(Text extract)
________________________________________

Tests (merchandising_overrides.test.ts + search.test.ts): facet config present ⇒ merchandised facets.fields (typed) + 0-based pins + crossFieldOrderingSettings on the request; config absent ⇒ pass-through (byte-identical to today); client facets ⇒ untouched; below-threshold ⇒ omitted; per-trigger override beats global, with the page → collection remap exercised. Cross-language contract: no shared fixture file — the collection-override md5 (md5("collection|mens-shoes")) is pinned to the same literal in both the proxy test (merchandising_overrides.test.ts) and the exporter test (test_cloudflare_kv_store_client.py::TestFacetExport), with cross-reference comments, so a hash/context-vocab change fails a test on each side (see the §4 revision).
Exit: npm test + npm run lint green (tsc has pre-existing errors — not a gate). Depends on P4 and the Marqo capability — both now landed (facets contract shipped in Marqo 2.28.1: per-field position + crossFieldOrderingSettings).

Phase 6 — Live surface: catalog, probe, seed

Goal: build the live index-touching endpoints and retire the last mocks.

Real catalog (supersedes Decision 3 / D9 — see divergence 3): the GET /merchandise/facet-fields/{index}?apiKey=... endpoint runs q='*'&limit=10 against the index, walks the sampled hits, drops internal fields via the existing is_base_field rule (rejects ^_ and dotted keys — equivalent to the is_internal qualifier used in admin_worker), and detects each field's type (bool→boolean checked before int because of Python's subclass relation; int/float/Decimal→numeric; str→text; non-empty list→array; empty list defers to a later sample). The detected type only seeds the superset entry: the merchant can override it, and can add fields the sample never surfaced (free fieldName + chosen type). Keep the "missing" badge for configured-but-absent fields.
Real probe (Decision 4 / D8): GET /merchandise/facet-probe/{index}/{context}/{trigger}?apiKey=... issues one Marqo search with limit=1 and facets={fields: <every persisted superset field>}. Marqo computes facets via a separate Vespa limit 0 | <grouping> query that runs over the full match set regardless of the hits-side limit (OQ-1 resolved — semi_structured_vespa_index.py:_generate_facet_queries), so a single round-trip is enough. Per-field popularity = sum of bucket counts (numeric uses the stats count). Returns superset fields ranked desc by popularity, ties broken by fieldName asc. Search-context triggers are synonym-resolved; collection triggers go through the /collections path with the collection name. Classic-vs-Ecom collection scoping: the Ecom backend scopes server-side via collectionName on /collections; Classic Marqo has no collections concept, so the view builds an explicit <contexts[PAGE].trigger_list.source>:(<trigger>) filter and passes it through (mirrors MerchandisingService.get_ranking_modifiers's pattern). Live per drawer open with no controller-side cache — the ecom search proxy already caches /search and /collections responses at the edge (CacheableEndpoint in cache-config.ts) keyed by URL + body, and the probe body is deterministic per (account, index, context, trigger, superset), so the existing edge cache absorbs repeated drawer-opens. A controller-layer cache would double-cache for no gain (OQ-5 resolved).

________________________________________

(Extracted entries)
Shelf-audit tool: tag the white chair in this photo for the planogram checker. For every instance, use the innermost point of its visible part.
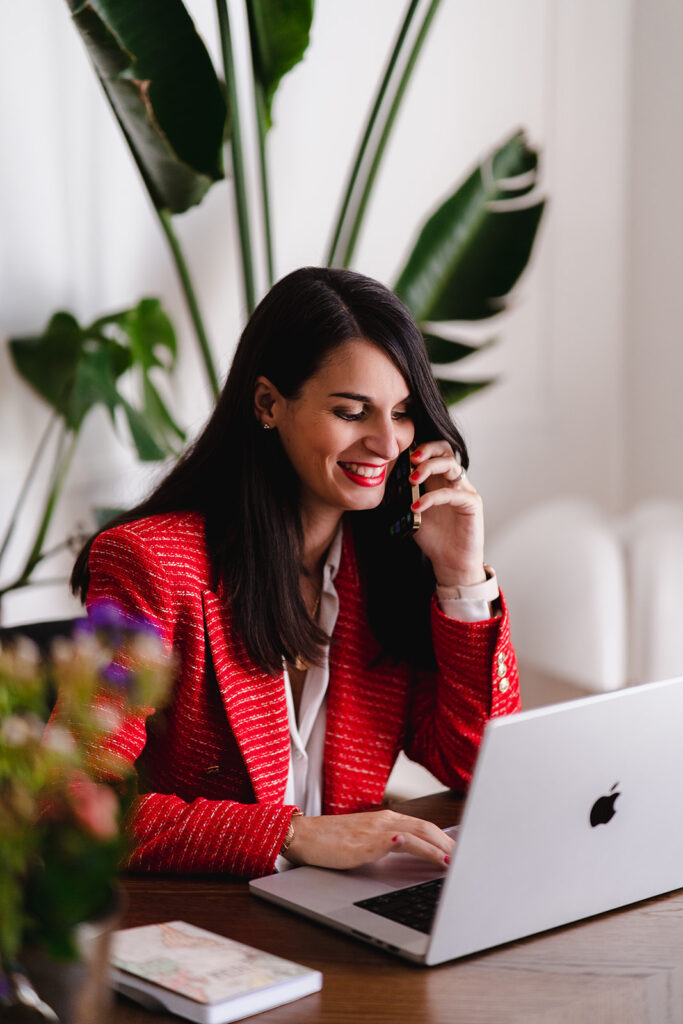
(652, 537)
(561, 567)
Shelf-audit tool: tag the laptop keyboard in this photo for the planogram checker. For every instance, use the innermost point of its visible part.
(414, 906)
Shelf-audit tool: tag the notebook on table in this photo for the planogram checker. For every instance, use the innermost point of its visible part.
(573, 810)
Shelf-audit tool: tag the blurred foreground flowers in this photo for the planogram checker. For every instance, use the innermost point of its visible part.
(63, 791)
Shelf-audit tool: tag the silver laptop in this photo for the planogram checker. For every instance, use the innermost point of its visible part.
(573, 809)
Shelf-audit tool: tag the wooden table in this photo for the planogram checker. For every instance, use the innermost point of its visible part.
(625, 967)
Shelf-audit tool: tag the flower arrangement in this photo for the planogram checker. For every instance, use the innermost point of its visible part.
(63, 791)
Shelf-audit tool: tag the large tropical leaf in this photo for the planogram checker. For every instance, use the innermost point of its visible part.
(163, 88)
(75, 368)
(280, 34)
(473, 249)
(441, 349)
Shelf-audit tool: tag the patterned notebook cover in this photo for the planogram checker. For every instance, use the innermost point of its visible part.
(197, 964)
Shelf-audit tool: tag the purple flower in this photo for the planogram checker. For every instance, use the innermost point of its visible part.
(6, 990)
(117, 676)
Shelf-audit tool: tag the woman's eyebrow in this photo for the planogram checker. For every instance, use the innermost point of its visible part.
(351, 395)
(361, 397)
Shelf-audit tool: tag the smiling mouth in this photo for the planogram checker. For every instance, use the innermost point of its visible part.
(364, 474)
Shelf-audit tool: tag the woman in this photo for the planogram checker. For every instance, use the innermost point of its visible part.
(312, 647)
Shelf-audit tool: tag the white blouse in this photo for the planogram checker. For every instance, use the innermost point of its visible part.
(304, 780)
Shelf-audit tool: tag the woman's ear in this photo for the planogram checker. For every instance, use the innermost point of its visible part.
(265, 398)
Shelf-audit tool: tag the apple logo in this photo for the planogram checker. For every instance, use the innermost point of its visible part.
(603, 809)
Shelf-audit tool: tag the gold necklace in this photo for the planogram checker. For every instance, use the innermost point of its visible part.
(299, 664)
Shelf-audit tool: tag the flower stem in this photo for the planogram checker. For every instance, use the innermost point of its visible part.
(349, 237)
(370, 126)
(238, 157)
(265, 190)
(62, 461)
(28, 480)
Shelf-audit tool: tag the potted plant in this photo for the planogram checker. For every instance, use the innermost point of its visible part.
(60, 837)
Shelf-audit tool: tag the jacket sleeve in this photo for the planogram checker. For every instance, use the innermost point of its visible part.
(169, 834)
(476, 679)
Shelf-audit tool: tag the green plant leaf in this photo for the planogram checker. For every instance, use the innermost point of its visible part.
(164, 90)
(74, 369)
(455, 391)
(473, 249)
(280, 34)
(442, 349)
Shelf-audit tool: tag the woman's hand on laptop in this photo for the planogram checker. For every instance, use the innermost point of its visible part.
(344, 841)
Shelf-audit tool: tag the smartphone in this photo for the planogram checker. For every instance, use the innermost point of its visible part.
(399, 495)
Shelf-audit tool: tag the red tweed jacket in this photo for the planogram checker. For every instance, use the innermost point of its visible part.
(213, 765)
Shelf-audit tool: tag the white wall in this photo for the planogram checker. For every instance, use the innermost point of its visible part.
(78, 231)
(653, 433)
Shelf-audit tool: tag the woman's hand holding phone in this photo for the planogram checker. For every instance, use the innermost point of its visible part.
(452, 531)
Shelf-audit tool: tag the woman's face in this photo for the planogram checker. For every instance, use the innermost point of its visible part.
(346, 429)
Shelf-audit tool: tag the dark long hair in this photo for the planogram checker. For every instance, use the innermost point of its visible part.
(240, 478)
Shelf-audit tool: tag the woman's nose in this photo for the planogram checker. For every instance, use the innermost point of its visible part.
(383, 441)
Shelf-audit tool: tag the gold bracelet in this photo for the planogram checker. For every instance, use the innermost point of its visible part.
(289, 839)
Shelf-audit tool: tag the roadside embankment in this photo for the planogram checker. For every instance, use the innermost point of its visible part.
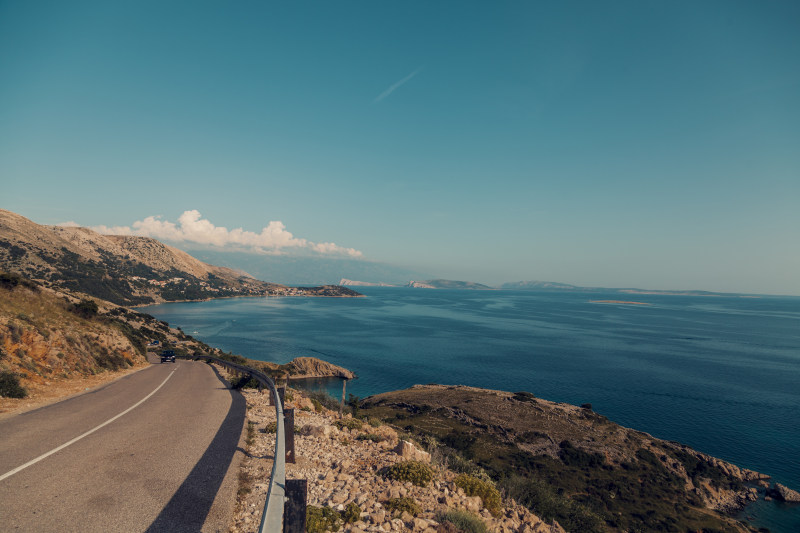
(347, 462)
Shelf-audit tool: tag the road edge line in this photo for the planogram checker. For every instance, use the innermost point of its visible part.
(79, 437)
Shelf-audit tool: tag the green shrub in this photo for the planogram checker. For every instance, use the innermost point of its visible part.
(549, 504)
(349, 423)
(490, 496)
(85, 308)
(524, 397)
(398, 506)
(244, 382)
(416, 472)
(463, 521)
(321, 519)
(10, 387)
(324, 399)
(351, 513)
(370, 436)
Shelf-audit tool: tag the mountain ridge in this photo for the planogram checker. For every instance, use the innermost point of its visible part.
(126, 270)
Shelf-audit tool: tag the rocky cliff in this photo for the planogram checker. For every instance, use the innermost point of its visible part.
(588, 472)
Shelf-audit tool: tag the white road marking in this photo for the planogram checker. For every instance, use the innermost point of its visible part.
(76, 439)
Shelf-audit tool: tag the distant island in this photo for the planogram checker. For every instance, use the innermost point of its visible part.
(344, 282)
(448, 284)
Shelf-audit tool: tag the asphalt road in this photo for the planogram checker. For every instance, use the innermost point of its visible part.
(167, 464)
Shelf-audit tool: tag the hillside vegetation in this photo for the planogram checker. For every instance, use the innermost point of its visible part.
(45, 336)
(569, 463)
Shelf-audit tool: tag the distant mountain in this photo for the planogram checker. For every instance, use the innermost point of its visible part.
(315, 270)
(125, 270)
(552, 286)
(541, 285)
(447, 284)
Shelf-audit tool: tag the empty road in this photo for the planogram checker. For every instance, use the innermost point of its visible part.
(153, 451)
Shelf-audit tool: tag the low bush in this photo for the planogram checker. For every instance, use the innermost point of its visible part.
(370, 436)
(416, 472)
(349, 423)
(85, 308)
(490, 496)
(321, 519)
(398, 506)
(324, 400)
(10, 387)
(462, 521)
(351, 513)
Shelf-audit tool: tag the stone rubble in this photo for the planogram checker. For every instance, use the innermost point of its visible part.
(341, 468)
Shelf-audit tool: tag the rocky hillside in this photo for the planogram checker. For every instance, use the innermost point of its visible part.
(364, 477)
(125, 270)
(45, 336)
(571, 464)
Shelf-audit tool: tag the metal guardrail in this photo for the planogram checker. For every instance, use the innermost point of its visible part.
(272, 518)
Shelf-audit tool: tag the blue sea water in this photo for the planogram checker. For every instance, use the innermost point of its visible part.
(719, 373)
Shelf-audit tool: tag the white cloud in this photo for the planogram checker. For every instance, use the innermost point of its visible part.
(191, 227)
(395, 86)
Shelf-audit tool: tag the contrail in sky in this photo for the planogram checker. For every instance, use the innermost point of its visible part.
(394, 86)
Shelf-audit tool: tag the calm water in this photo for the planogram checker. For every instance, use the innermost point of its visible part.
(721, 374)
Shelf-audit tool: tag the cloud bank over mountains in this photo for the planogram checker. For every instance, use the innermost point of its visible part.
(192, 228)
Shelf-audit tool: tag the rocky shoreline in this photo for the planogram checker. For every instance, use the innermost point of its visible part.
(343, 466)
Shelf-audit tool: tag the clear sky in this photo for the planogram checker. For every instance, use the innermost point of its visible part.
(647, 144)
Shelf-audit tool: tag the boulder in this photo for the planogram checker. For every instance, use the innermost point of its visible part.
(314, 430)
(407, 450)
(786, 494)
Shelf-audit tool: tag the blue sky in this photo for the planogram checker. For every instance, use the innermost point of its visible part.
(649, 144)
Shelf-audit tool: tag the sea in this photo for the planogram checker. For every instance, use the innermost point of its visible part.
(718, 373)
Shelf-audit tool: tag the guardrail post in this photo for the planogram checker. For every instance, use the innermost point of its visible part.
(341, 405)
(294, 513)
(288, 427)
(282, 394)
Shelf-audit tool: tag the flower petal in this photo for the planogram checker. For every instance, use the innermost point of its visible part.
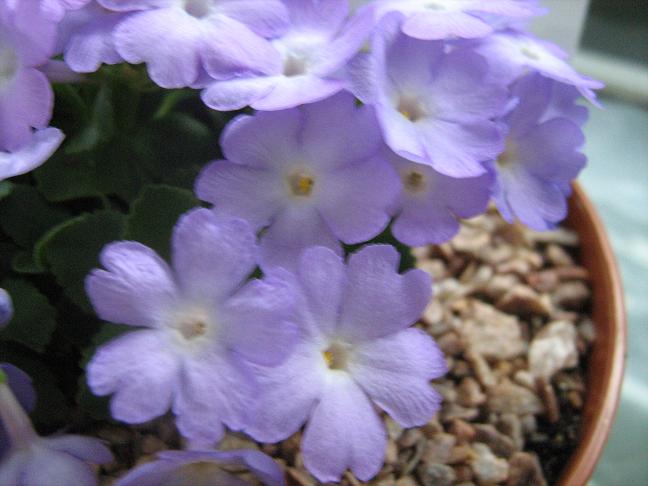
(457, 150)
(378, 300)
(92, 44)
(326, 16)
(136, 288)
(344, 411)
(216, 389)
(268, 18)
(357, 199)
(41, 146)
(287, 394)
(263, 140)
(211, 256)
(395, 372)
(322, 280)
(446, 25)
(142, 372)
(292, 231)
(293, 91)
(228, 186)
(237, 93)
(331, 128)
(229, 47)
(171, 54)
(258, 322)
(25, 104)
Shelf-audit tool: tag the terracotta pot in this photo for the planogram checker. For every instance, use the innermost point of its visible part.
(607, 361)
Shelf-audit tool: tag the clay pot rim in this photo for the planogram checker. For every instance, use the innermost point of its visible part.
(607, 362)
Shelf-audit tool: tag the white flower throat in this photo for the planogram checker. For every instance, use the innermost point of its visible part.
(197, 8)
(8, 65)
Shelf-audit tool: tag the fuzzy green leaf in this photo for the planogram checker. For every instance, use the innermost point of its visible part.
(154, 214)
(34, 318)
(72, 249)
(25, 216)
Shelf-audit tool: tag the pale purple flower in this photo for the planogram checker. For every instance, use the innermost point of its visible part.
(449, 19)
(173, 468)
(21, 386)
(38, 149)
(6, 305)
(434, 107)
(180, 40)
(202, 327)
(318, 43)
(86, 37)
(542, 153)
(430, 203)
(357, 353)
(34, 461)
(312, 175)
(26, 99)
(512, 54)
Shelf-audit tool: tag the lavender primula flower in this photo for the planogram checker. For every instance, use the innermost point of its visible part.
(203, 468)
(434, 107)
(542, 153)
(180, 40)
(357, 352)
(430, 203)
(86, 37)
(513, 54)
(318, 43)
(202, 327)
(313, 175)
(34, 461)
(6, 304)
(26, 99)
(448, 19)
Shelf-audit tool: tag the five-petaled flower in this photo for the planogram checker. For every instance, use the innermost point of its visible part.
(203, 326)
(435, 108)
(312, 175)
(357, 351)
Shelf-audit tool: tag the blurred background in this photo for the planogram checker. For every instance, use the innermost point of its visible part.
(609, 41)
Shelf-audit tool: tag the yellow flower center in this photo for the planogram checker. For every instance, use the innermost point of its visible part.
(301, 184)
(414, 181)
(411, 108)
(336, 356)
(192, 328)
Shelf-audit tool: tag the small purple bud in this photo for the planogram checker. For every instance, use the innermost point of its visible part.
(6, 308)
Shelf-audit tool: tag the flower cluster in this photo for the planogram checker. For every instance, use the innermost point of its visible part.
(405, 115)
(26, 97)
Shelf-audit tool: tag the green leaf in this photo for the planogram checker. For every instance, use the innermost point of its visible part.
(93, 405)
(181, 145)
(23, 262)
(72, 249)
(154, 214)
(25, 216)
(51, 407)
(34, 318)
(67, 177)
(99, 128)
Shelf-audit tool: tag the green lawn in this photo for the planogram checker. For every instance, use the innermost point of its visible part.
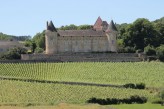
(138, 106)
(18, 92)
(150, 73)
(90, 106)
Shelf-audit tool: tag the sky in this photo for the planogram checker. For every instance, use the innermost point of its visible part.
(28, 17)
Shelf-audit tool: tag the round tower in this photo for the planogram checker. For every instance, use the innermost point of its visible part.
(51, 39)
(112, 36)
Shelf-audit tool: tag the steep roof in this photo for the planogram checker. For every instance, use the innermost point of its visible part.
(81, 33)
(111, 26)
(104, 23)
(50, 26)
(98, 24)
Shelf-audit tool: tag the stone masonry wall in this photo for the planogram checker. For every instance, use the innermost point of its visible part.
(84, 57)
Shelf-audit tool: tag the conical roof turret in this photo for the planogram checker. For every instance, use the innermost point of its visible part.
(98, 24)
(111, 27)
(51, 27)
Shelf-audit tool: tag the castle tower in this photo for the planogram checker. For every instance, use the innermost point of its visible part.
(98, 23)
(51, 38)
(111, 33)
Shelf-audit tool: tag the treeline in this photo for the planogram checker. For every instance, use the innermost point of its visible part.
(11, 37)
(142, 36)
(108, 101)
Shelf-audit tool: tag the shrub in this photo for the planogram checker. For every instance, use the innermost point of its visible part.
(135, 86)
(140, 86)
(162, 97)
(129, 49)
(130, 85)
(39, 50)
(149, 50)
(132, 99)
(160, 52)
(139, 51)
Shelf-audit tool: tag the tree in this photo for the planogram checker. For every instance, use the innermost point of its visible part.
(139, 34)
(162, 97)
(14, 53)
(84, 27)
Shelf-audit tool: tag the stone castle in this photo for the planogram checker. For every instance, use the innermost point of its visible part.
(101, 38)
(90, 45)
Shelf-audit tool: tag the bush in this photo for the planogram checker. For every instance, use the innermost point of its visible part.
(162, 97)
(14, 53)
(160, 52)
(140, 86)
(129, 49)
(39, 50)
(132, 99)
(135, 86)
(139, 51)
(130, 85)
(149, 50)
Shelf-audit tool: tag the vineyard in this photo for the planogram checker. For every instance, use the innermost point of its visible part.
(99, 72)
(22, 92)
(16, 92)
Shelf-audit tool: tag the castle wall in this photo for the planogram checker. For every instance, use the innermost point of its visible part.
(83, 57)
(82, 44)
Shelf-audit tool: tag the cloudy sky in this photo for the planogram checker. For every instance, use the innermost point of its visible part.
(28, 17)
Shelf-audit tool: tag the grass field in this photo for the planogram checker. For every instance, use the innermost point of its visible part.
(150, 73)
(18, 92)
(90, 106)
(34, 93)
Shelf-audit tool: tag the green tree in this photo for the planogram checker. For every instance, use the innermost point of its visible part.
(139, 34)
(14, 53)
(84, 27)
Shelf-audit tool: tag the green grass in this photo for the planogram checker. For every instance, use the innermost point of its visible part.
(138, 106)
(150, 73)
(18, 92)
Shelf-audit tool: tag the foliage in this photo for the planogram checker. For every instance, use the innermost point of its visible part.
(84, 27)
(160, 52)
(162, 95)
(31, 44)
(19, 92)
(131, 100)
(91, 72)
(68, 27)
(74, 27)
(39, 50)
(149, 50)
(39, 40)
(14, 53)
(140, 34)
(135, 86)
(9, 37)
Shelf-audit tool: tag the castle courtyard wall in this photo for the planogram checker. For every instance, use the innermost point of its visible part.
(82, 44)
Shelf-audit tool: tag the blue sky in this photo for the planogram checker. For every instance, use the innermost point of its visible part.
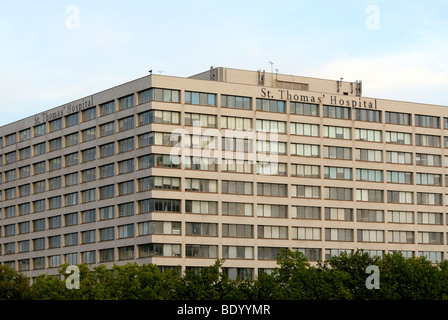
(51, 54)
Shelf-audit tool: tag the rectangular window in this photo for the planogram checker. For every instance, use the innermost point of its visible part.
(304, 109)
(337, 132)
(398, 137)
(368, 115)
(305, 150)
(427, 121)
(369, 175)
(369, 135)
(271, 105)
(332, 152)
(336, 112)
(305, 129)
(301, 191)
(400, 177)
(336, 193)
(398, 118)
(200, 98)
(236, 102)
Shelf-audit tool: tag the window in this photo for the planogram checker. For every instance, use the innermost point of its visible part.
(369, 135)
(369, 195)
(234, 123)
(107, 234)
(405, 197)
(427, 121)
(398, 137)
(305, 109)
(237, 252)
(271, 126)
(335, 234)
(201, 207)
(236, 187)
(271, 105)
(369, 175)
(126, 102)
(337, 132)
(89, 114)
(271, 189)
(370, 235)
(71, 120)
(201, 229)
(305, 150)
(429, 218)
(306, 233)
(88, 195)
(398, 157)
(235, 165)
(400, 177)
(369, 155)
(301, 191)
(272, 147)
(200, 163)
(427, 140)
(55, 125)
(157, 94)
(427, 160)
(200, 98)
(107, 150)
(338, 173)
(272, 210)
(25, 134)
(304, 129)
(126, 145)
(71, 159)
(126, 166)
(429, 179)
(336, 112)
(368, 115)
(107, 108)
(40, 130)
(305, 170)
(302, 212)
(236, 102)
(71, 139)
(89, 134)
(398, 118)
(107, 170)
(237, 209)
(395, 216)
(340, 214)
(426, 198)
(336, 193)
(237, 230)
(200, 185)
(107, 129)
(201, 251)
(126, 123)
(88, 154)
(332, 152)
(272, 232)
(39, 148)
(125, 188)
(271, 168)
(401, 236)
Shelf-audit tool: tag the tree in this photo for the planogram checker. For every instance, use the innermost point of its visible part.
(13, 285)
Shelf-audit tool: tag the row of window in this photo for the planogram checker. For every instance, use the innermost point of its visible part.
(210, 99)
(192, 251)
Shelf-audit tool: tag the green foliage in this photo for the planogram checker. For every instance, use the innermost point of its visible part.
(339, 278)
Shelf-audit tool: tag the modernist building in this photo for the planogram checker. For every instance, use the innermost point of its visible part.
(267, 161)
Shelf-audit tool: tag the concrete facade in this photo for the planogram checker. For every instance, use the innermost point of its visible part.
(87, 182)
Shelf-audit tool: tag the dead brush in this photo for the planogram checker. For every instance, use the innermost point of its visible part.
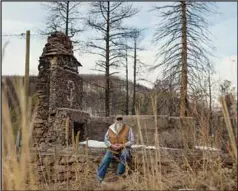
(18, 173)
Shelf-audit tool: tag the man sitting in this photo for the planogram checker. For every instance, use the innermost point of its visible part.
(118, 138)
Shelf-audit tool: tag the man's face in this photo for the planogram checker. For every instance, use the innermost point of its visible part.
(119, 121)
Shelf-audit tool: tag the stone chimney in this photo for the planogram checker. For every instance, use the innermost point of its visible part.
(60, 92)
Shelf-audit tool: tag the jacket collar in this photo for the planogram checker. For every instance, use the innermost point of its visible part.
(112, 127)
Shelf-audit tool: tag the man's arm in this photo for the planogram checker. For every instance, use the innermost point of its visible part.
(106, 139)
(131, 139)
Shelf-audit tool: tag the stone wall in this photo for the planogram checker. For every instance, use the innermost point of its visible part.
(66, 87)
(60, 92)
(173, 131)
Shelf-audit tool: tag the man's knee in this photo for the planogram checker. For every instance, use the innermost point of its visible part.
(126, 154)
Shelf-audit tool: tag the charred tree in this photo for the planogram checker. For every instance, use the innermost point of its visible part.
(185, 53)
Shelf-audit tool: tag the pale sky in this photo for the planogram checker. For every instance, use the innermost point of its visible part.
(17, 17)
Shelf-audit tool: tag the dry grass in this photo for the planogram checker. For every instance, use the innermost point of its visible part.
(149, 172)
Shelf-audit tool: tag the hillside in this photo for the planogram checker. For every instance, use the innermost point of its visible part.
(93, 87)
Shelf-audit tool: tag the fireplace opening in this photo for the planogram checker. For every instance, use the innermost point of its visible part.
(79, 127)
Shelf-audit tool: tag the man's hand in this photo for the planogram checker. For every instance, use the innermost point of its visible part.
(117, 146)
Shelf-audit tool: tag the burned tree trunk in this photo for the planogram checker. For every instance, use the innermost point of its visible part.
(184, 75)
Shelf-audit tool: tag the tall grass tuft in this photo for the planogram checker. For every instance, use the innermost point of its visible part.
(17, 169)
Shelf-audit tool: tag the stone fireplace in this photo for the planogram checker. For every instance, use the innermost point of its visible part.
(60, 92)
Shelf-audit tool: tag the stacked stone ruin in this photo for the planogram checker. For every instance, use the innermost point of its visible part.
(60, 92)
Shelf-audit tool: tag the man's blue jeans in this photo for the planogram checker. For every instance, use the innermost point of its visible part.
(124, 157)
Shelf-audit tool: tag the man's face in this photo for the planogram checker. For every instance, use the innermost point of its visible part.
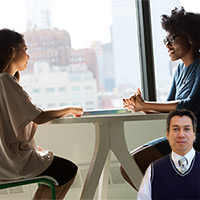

________________________________________

(Aim of the task)
Return, word for word, the passage of the technical excerpt that begins at the words "Tests (merchandising_overrides.test.ts +" and stops after "the §4 revision).". The records are independent material, separate from the excerpt.

(Reply)
Tests (merchandising_overrides.test.ts + search.test.ts): facet config present ⇒ merchandised facets.fields (typed) + 0-based pins + crossFieldOrderingSettings on the request; config absent ⇒ pass-through (byte-identical to today); client facets ⇒ untouched; below-threshold ⇒ omitted; per-trigger override beats global, with the page → collection remap exercised. Cross-language contract: no shared fixture file — the collection-override md5 (md5("collection|mens-shoes")) is pinned to the same literal in both the proxy test (merchandising_overrides.test.ts) and the exporter test (test_cloudflare_kv_store_client.py::TestFacetExport), with cross-reference comments, so a hash/context-vocab change fails a test on each side (see the §4 revision).